WORK TO COMPLETE :: Each entry has to be set down again with no alteration.

Collected data:
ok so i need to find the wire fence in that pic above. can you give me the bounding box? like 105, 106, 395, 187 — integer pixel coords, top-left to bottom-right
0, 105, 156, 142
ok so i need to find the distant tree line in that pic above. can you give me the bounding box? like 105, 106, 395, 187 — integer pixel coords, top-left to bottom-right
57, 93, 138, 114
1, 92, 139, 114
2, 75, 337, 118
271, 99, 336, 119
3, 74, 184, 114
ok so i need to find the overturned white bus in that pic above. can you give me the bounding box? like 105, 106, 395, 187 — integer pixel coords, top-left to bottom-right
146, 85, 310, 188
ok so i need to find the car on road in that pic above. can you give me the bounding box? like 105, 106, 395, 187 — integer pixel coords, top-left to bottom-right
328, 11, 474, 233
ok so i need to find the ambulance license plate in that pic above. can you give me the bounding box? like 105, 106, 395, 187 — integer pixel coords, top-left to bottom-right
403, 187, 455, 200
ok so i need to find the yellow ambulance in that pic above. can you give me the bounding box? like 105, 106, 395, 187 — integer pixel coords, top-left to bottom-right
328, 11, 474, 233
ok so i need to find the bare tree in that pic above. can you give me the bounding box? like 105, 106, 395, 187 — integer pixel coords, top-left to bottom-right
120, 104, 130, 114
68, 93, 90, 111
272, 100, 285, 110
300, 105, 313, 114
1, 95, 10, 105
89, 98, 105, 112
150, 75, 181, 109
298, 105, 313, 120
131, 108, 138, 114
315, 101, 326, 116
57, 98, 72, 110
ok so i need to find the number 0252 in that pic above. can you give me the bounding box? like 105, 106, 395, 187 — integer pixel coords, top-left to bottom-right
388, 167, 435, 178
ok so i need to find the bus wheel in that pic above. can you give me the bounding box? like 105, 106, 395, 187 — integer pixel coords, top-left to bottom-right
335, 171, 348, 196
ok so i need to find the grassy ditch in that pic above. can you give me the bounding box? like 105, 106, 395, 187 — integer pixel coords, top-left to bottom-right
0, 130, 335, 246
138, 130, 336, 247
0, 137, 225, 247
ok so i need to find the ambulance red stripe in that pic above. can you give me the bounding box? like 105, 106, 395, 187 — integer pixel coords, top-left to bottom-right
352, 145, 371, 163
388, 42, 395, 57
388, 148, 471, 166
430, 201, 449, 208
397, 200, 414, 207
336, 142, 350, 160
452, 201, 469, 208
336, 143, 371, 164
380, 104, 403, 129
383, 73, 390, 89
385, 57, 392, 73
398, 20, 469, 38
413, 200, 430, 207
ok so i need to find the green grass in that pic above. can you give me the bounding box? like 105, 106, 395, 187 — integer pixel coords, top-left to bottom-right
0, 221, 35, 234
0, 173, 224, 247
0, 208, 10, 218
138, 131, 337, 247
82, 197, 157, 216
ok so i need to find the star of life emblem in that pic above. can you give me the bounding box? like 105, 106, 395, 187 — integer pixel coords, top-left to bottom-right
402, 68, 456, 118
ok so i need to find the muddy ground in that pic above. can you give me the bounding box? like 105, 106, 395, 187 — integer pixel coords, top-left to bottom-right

OUTPUT OF THE TASK ::
ok so i need to find the wire fence in that pic above. can you give me the bounding box? like 105, 106, 395, 187 — integer pixel coords, top-left to bottom-right
0, 105, 156, 142
ok so i need to find the distant tree line in that pic above. can you give me the bounding box? like 105, 106, 395, 187 — integer pixel coords, top-left to bottom-right
57, 93, 138, 114
1, 92, 139, 114
2, 75, 337, 118
271, 99, 336, 119
3, 74, 184, 114
ok so i need to find the overturned white bus in that pic above. can you give me the bounding box? like 105, 106, 395, 187 — integer pixel coords, top-left to bottom-right
146, 85, 310, 188
ok so i need to find the car on road in that pic above. can you give me the bounding box? like 105, 106, 395, 187 — integer pixel coords, top-left to bottom-right
328, 11, 474, 233
ok so i need to find the ambulance license plate in that pic above. can you give me the bounding box? like 105, 106, 395, 187 — integer pixel coords, top-left to bottom-right
403, 187, 455, 200
ok so i need to find the yellow ambulance in that pic above. can you give me the bounding box? like 105, 106, 395, 187 — integer pixel coords, top-left to bottom-right
328, 11, 474, 233
ok so i need to find the bare tree in that pic above. can you give me the bounding box? like 105, 106, 395, 187 — integer pixel coords, top-left to bottom-right
120, 104, 130, 114
68, 93, 90, 111
272, 100, 285, 110
300, 105, 313, 114
1, 95, 10, 105
89, 98, 105, 112
150, 75, 181, 109
298, 105, 313, 120
131, 108, 138, 114
315, 101, 326, 116
57, 98, 72, 110
ok so i need to find the number 0252 in that pic above. can you give me the bounding box? like 105, 106, 395, 187 — integer pixel coords, top-left to bottom-right
388, 167, 435, 178
ok so i need to find the bus wheel in that pic above. can you give me the bounding box? like 105, 106, 395, 187 — integer pixel coords, top-left to bottom-right
335, 171, 348, 196
ok so i need to find the grassy ditch in that pic above. can you give me the bounding box? like 105, 106, 395, 187 — integer pixel coords, top-left to bottom-right
0, 130, 335, 246
138, 130, 336, 247
0, 137, 225, 247
ok so i need to find the ambulance red stripe in that pic above. can you give me the bounding box? like 105, 106, 395, 187 — integer pixel coords, top-left to bottom-right
352, 145, 371, 163
388, 42, 395, 57
388, 148, 471, 166
430, 201, 449, 208
397, 200, 414, 207
336, 142, 350, 160
452, 201, 469, 208
336, 143, 371, 164
380, 104, 403, 129
383, 73, 390, 89
385, 57, 392, 73
398, 20, 469, 38
413, 200, 430, 207
ok so i need to find the green grass in that pic above. can you give me the bounding box? like 105, 106, 395, 187 — integer pixel coords, top-left to bottom-right
0, 221, 35, 234
0, 173, 224, 247
0, 208, 10, 218
138, 131, 337, 247
82, 197, 157, 216
ok so i need to find the star of life emblem in that pic above. can you give me the bounding box? like 105, 106, 395, 187 — integer pixel coords, top-left to bottom-right
402, 68, 456, 118
ok so i need to find the muddy ground in that pic above. can you give me the bounding box? like 105, 106, 395, 187 — integer pixel coords, top-left to bottom-right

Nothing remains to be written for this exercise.